# Work instructions
Write out the entries below once more, exactly.

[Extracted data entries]
[start]

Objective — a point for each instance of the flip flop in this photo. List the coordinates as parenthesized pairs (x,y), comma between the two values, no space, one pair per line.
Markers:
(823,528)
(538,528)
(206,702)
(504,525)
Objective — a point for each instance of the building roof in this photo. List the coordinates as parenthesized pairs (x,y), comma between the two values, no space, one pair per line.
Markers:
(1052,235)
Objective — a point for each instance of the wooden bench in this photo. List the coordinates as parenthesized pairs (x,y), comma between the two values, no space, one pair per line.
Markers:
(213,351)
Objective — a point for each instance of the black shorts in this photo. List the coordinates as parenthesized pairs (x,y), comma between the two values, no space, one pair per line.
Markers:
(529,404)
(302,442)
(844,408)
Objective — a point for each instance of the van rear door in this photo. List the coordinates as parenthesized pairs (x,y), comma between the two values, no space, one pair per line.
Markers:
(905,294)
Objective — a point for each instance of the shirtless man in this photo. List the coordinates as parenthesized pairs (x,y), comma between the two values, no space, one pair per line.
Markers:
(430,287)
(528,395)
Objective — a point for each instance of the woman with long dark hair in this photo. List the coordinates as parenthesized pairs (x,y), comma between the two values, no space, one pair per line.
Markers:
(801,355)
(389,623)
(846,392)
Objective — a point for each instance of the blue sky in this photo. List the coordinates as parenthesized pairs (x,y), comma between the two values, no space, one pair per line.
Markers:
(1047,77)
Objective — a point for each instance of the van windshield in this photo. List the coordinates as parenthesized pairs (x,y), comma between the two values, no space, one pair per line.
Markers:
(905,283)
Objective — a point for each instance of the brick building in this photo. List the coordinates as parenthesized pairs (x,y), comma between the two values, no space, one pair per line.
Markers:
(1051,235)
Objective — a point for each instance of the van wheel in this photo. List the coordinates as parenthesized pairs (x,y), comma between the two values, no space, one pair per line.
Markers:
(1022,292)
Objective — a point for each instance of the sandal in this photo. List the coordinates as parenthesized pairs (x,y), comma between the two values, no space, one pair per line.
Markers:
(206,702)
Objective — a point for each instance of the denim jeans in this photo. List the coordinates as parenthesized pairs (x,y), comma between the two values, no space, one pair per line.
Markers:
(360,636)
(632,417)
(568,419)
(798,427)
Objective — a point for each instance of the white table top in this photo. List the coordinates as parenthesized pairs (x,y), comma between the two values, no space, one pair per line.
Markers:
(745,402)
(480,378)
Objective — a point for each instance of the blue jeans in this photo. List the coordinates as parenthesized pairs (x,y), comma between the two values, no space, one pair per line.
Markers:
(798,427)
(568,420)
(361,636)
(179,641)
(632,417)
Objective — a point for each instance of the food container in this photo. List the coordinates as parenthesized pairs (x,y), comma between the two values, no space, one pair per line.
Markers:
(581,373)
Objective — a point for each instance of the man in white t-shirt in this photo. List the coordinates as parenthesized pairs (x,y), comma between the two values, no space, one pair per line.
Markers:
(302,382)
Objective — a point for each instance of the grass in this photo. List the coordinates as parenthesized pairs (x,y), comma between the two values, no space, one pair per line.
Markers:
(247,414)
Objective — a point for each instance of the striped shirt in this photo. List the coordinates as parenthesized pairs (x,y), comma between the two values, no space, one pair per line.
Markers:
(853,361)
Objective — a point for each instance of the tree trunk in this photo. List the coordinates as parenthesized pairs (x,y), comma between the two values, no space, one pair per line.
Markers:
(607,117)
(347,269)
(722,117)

[end]

# Expected answer
Objective — a point for each instance of the flip flop in this photo. List the coordinates as parenthesized pairs (x,y), comma between the two values, no space, one pair per line.
Markers:
(823,528)
(538,528)
(206,702)
(504,525)
Objective — a point for each instance of the building roof in this photo. List the coordinates as parenthesized pairs (x,y), comma between the two values, no space, one pair per line.
Markers:
(1052,235)
Objective — a point for each instance of the wooden bench in this photo. List the coordinates as parenthesized pairs (x,y), comma between the two values, no space, one pair per line.
Markers:
(213,351)
Objective — a point for each instance of the black shorts in this photo. List the coordinates as parenthesized pairs (x,y), comma between the two values, no space, one pair per line.
Markers:
(529,404)
(302,442)
(844,408)
Objective — a point for each instance of the van rear door in this photo. List the coordinates as parenthesized pairs (x,y), comma between the two values, no space, one pair per line.
Markers:
(905,294)
Objective — a point for each instance of the shirtless man in this photo. List the coordinates as parenthesized pairs (x,y), comma between the two values, no space, one pair per line.
Markers:
(430,287)
(528,395)
Objective — a point for each instance of the woman with long dark hair in this photo. List the coordinates as parenthesized pairs (x,y), comma between the two values, no space, one pair per line.
Markers:
(801,355)
(389,623)
(846,392)
Objective — a point for each instance of the blue sky in this photo. List the coordinates as parenthesized pairs (x,y), comma between the two values, no space, one pair per line.
Markers:
(1047,77)
Objective — a point for each instance of the van windshield in this photo. List the coordinates as parenthesized pairs (x,y), comma between the two values, no space, one pair per line.
Markers:
(905,283)
Objective — a point for each instance of the brick building in this photo. List the coordinates as parenthesized pairs (x,y), comma between the two values, no space, one pair per line.
Markers:
(1051,235)
Objective — a point for each instance of the van wheel in this photo. List the coordinates as parenthesized pairs (x,y), comma between the two values, no space, one pair per line.
Markers:
(1022,292)
Objective — a point for each instance of the sandal in this photo. List the coordinates as parenthesized pairs (x,y), comma between the two values, no space, one pair per line.
Markers:
(206,702)
Objective — a point for each instance of the denim jeans in this photo. List the coordinates as parenthesized pairs (x,y), comma between the two values, no space, one pair per line.
Markers:
(360,636)
(632,417)
(568,419)
(798,427)
Objective — a point for each instance of the white table top in this photo. List the coordinates as parenthesized pairs (x,y), comma between the two values, no space, one pair per line.
Markers:
(745,402)
(480,378)
Objective — a point for each instance of the blue jeans in this photo. List the coordinates as parenthesized pairs (x,y), comma between the two values, no space, one pair per line.
Markers:
(798,427)
(568,420)
(361,636)
(179,641)
(632,417)
Objective — a point for each instance of the food container in this photo. List the coordinates as parenthesized pairs (x,y), comma between the two values, no space, one pair per line.
Markers:
(581,373)
Objective — a point for each instance of the man in white t-shirt in this photo. List the coordinates as parenthesized pairs (x,y), comma between the two values, no space, one pair per line.
Markers:
(302,382)
Objective — a point for each instance of the grass in this photo. List the coordinates as parenthesized pairs (x,y), comma between the two values, no space, one pair per line.
Markers:
(247,414)
Objective — a point for each instance of the striped shirt in this photo. List the coordinates as parenthesized pairs (x,y), comma between the two values, no space, one pair per line.
Markers:
(853,361)
Objective — a point for each instance of the tree trunk in this photo. List the coordinates as parenthesized pairs (x,y), comma between the two values, no space, one pair per line.
Markers:
(607,117)
(347,269)
(722,117)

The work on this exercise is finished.